What is required
Translate this sentence from the LHP configuration page into Spanish: "If monitoring is configured but event_log is missing or disabled, LHP raises error LHP-CFG-008."

Page extract
○ ○ ○
Project-level event logging does not require the -pc flag. It is applied automatically during lhp generate. The -pc flag is only needed if you want to use pipeline_config.yaml for pipeline-specific overrides or other settings.

Generated Resource Output

Here is a concrete example showing how lhp.yaml event log configuration translates to a generated pipeline resource file.

Input:

lhp.yaml (excerpt)
event_log:
  catalog: acme_edw_dev
  schema: _meta
  name_suffix: "_event_log"

Generated output for a pipeline named event_log_basic:

resources/lhp/event_log_basic.pipeline.yml (excerpt)
# ...pipeline configuration...
channel: CURRENT
event_log:
  name: event_log_basic_event_log
  schema: _meta
  catalog: acme_edw_dev

Monitoring Configuration

The monitoring assets are configured in lhp.yaml under the monitoring key. LHP generates a notebook, an MVs-only Lakeflow Declarative Pipeline, and a Databricks Workflow job that chains them.

Warning

Monitoring requires event_log to be enabled. If monitoring is configured but event_log is missing or disabled, LHP raises error LHP-CFG-008.

Warning

checkpoint_path is required when monitoring.enabled is true. LHP raises LHP-CFG-008 if it is missing. Prior releases accepted monitoring: {} — that form is no longer valid.

Warning

job_config_path is required when monitoring.enabled is true. It must point (relative to the project root) to a flat single-document YAML file describing the monitoring Workflow job (cluster, tags, notifications, schedule, etc.). LHP raises LHP-CFG-008 if the setting is missing and LHP-IO-001 if the configured path does not resolve to an existing file. Token substitution (${...}) applies to the file contents, resolved from the active environment’s substitutions/<env>.yaml.

Note

The legacy auto-pickup of templates/bundle/job_config.yaml for the monitoring job — and the reserved __eventlog_monitoring alias inside it — has been removed. The __eventlog_monitoring alias still works in the generic config/job_config.yaml used by lhp deps to customize orchestration jobs; that surface is unchanged.

Configuration Reference

Option

Type

Default

Description

enabled

boolean

true

Enable/disable monitoring. When false, no notebook, pipeline, or job is generated and any previously generated monitoring artifacts are cleaned up on the next lhp generate.

checkpoint_path

string

required

Base path for streaming checkpoints. Each monitored pipeline gets a subdirectory: {checkpoint_path}/{pipeline_name}/. Typically a Unity Catalog volume path (e.g., /Volumes/my_catalog/_meta/checkpoints/event_logs). Supports LHP token substitution.

job_config_path

string

required

Relative path (from the project root) to a dedicated YAML file describing the generated monitoring Workflow job (cluster, tags, notifications, schedule, permissions, …). Flat single-document mapping — no project_defaults: wrapper and no job_name: key. Contents are deep-merged over LHP’s default job config (max_concurrent_runs=1, performance_target=STANDARD, queue.enabled=true) and then token-substituted via the active env’s substitutions/<env>.yaml. lhp init scaffolds config/monitoring_job_config_env.yaml.tmpl — rename it to config/monitoring_job_config.yaml (or your preferred path) and point job_config_path at it.
○ ○ ○
Dataset entries
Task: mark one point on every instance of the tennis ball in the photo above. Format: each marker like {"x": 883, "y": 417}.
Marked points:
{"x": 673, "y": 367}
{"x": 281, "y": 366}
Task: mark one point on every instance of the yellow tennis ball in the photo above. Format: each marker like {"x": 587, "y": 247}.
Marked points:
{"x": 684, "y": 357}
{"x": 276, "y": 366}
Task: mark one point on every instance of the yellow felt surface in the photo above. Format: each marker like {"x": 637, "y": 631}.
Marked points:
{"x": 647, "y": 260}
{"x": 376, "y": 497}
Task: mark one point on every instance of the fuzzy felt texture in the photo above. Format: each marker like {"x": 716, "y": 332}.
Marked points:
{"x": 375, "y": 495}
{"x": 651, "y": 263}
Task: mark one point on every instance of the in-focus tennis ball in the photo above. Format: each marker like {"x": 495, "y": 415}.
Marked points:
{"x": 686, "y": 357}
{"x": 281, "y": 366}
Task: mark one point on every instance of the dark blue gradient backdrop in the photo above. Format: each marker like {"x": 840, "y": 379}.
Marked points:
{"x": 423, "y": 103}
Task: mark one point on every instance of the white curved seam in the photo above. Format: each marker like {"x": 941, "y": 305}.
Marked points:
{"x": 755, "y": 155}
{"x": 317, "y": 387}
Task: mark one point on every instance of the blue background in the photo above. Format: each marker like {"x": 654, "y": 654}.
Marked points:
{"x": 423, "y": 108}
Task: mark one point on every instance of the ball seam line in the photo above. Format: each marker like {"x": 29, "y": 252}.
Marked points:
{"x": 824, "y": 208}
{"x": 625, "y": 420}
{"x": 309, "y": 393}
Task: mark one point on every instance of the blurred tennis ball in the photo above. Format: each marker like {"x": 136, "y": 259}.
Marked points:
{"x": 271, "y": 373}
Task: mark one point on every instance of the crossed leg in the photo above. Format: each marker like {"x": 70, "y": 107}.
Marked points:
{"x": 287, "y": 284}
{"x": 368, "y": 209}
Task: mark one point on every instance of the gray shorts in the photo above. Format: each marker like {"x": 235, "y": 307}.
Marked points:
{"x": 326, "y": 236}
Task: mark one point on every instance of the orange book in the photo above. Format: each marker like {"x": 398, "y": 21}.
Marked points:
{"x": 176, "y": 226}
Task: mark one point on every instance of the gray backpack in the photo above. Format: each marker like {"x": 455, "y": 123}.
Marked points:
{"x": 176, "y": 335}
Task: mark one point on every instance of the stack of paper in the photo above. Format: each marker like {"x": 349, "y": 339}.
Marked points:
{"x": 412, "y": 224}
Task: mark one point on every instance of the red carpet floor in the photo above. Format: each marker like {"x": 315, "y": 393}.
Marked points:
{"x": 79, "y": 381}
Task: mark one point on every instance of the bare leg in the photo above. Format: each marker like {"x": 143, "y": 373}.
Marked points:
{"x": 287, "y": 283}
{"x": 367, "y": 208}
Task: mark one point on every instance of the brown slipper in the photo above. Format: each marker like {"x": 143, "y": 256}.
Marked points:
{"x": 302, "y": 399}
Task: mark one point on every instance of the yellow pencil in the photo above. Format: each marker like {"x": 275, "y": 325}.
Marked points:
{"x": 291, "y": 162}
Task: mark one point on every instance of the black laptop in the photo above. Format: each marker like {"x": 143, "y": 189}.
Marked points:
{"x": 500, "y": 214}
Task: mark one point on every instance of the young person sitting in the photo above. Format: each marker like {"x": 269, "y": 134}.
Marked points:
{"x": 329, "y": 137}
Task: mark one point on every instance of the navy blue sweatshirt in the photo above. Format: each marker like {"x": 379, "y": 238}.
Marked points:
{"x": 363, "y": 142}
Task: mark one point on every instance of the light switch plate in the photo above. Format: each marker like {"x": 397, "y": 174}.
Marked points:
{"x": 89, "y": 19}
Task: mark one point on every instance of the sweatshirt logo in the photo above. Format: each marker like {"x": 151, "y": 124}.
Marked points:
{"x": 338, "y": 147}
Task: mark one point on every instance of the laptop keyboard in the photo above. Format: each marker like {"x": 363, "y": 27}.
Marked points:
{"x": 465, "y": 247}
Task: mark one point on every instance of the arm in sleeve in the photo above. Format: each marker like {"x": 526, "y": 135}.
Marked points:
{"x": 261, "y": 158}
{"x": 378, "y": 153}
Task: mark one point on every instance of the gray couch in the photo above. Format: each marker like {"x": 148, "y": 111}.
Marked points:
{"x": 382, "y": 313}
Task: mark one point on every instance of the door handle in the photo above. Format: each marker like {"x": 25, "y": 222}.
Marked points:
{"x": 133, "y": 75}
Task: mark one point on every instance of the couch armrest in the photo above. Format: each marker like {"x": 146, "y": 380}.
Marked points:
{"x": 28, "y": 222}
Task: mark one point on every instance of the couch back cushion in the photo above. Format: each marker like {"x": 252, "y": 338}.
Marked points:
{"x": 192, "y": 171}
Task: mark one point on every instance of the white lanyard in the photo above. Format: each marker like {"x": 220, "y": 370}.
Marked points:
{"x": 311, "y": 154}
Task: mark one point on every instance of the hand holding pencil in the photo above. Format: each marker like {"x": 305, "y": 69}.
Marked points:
○ ○ ○
Exercise output
Si la monitorización está configurada pero event_log falta o está deshabilitado, LHP genera el error LHP-CFG-008.